### [TRECHO DO DOCUMENTO]
- - - - - - -

Qual a lógica da decisão de compra do consumidor? É apenas racional, envolvendo preço e necessidade? Ou emoções, sentimentos e sensações estão altamente atreladas à conversão?
É justamente para tentar trazer respostas mais assertivas para questões como estas que a neurociência é aplicada nos negócios, envolvendo especialidades como neurociência do consumidor e neuromarketing. Neste mês em que se comemora o Dia do Consumidor, a reportagem do Portal de Notícias GS1 Brasil ouviu especialistas sobre tendências nesse assunto.
“Muitos acreditam que decisões de compra são lógicas, mas não são. Esta ação se baseia em toda uma construção feita no cérebro, associações à marca, experiências anteriores e expectativas criadas”, pontua o neurocientista e sócio da Forebrain, Billy Nascimento.
A pós-doutora em neurociência cognitiva pela Universidade de Georgetown, em Washington, fundadora e diretora do Decision Making Lab (DM.Lab), Keitiline Viacava, explica que a vertente do consumidor é derivada da neuroeconomia e busca conhecer os processos essenciais e básicos do comportamento em si, sua neurofisiologia e atividades no cérebro.
Já o neuromarketing faz parte do campo da administração e, na sua versão mais aplicada, busca resolver problemas concretos relacionados ao marketing, fazendo um uso mais estratégico da ciência e podendo, sim, estimular o consumo.
“A neurociência e o neuromarketing partem de uma base comum, que emerge de um certo consenso dos pesquisadores sobre a existência de um processamento duplo da informação comercial na mente dos consumidores”, diz Keitiline.
Esse ‘processamento duplo’ se refere às decisões que o consumidor precisa tomar dia-a-dia, a todo momento, como decidir entre comprar uma salada orgânica ou um hambúrguer para o jantar.
As pesquisas atuais indicam que essas escolhas são realizadas por dois grandes sistemas que atuam na mente e competem entre si para a tomada de decisão.
Há um sistema automático, altamente afetivo e de pouco controle (sistema 1), e outro deliberado, reflexivo e orientado a objetivos (sistema 2).
“Avaliamos as opções e fazemos escolhas planejadas quando paramos para pensar e usamos o sistema 2. Por outro lado, consumimos de modo impulsivo quando somos guiados pelo hábito ou estímulos do ambiente, neste caso, favorecendo o sistema 1. O neuromarketing procura desenvolver estratégias para influenciar essa competição na mente dos consumidores e favorecer escolhas guiadas pelo sistema 1”, esclarece Keitiline.

- - - - - - -

### [DADOS FORNECIDOS]
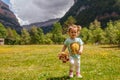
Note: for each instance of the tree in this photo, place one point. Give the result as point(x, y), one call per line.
point(41, 36)
point(10, 36)
point(25, 37)
point(96, 34)
point(57, 33)
point(3, 31)
point(111, 33)
point(71, 20)
point(34, 35)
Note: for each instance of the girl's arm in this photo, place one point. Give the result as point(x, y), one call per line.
point(64, 48)
point(81, 49)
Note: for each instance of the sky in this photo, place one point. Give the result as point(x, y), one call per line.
point(30, 11)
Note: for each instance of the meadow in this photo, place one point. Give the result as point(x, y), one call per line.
point(40, 62)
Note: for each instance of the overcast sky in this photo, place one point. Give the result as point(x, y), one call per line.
point(30, 11)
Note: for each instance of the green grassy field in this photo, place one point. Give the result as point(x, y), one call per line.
point(40, 62)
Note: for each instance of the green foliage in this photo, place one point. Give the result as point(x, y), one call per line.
point(40, 62)
point(34, 35)
point(86, 11)
point(2, 31)
point(12, 37)
point(25, 37)
point(57, 36)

- - - - - - -

### [ATIVIDADES PROPOSTAS]
[1] Responda às perguntas com base no texto sobre neurociência e decisão de compra:
(a) Segundo Billy Nascimento, em que se baseia a ação de compra?
(b) De acordo com Keitiline Viacava, de qual área deriva a vertente do consumidor?
(c) Quais características o texto atribui ao sistema 2?
[2] Prossiga com o texto sobre neurociência e decisão de compra a partir do ponto em que ele termina.

### [RESPOSTAS]
[1]
(a) Em toda uma construção feita no cérebro, associações à marca, experiências anteriores e expectativas criadas.
(b) Da neuroeconomia.
(c) É deliberado, reflexivo e orientado a objetivos.

[2]
Por que, por vezes, o consumidor opta por um produto mais caro mesmo tendo um similar de valor menor?
Do ponto de vista da neurociência, preço é apenas um dos diferentes estímulos perceptivo-visuais processados na hora da compra. Cor, posição e tamanho do produto são outros agentes influenciadores.
“Quando o consumidor está diante de uma decisão de compra, o cérebro rastreia tudo, guiado pelo sistema de busca que envolve a liberação de dopamina (uma substância química associada a atenção, decisão e avaliação da recompensa). A seleção da atenção para elementos específicos, como o preço, dependerá da valência desse estímulo para aquele consumidor em particular, e naquele momento. Basta ver o quão rápido decidimos por um alimento rico em gorduras, açúcares ou sal quando estamos com fome, e fazemos isso muitas vezes apesar do preço”, pondera Keitiline.
A neurocientista e consultora de projetos da Nielsen, Agatha Lopes, fornece um exemplo prático.
“Imagine um consumidor que quer comprar um desodorante. Na gôndola, ele se depara com uma série de informações, como preço, estética da embalagem, frases usadas na comunicação da marca envolvendo o grau proteção daquele produto, além das características dos itens distribuídos ao lado pela concorrência, que podem ser mais ou menos engajadoras, e modelo de exposição aplicado no varejo. A neurociência alia todas essas informações para perceber o todo”, sintetiza.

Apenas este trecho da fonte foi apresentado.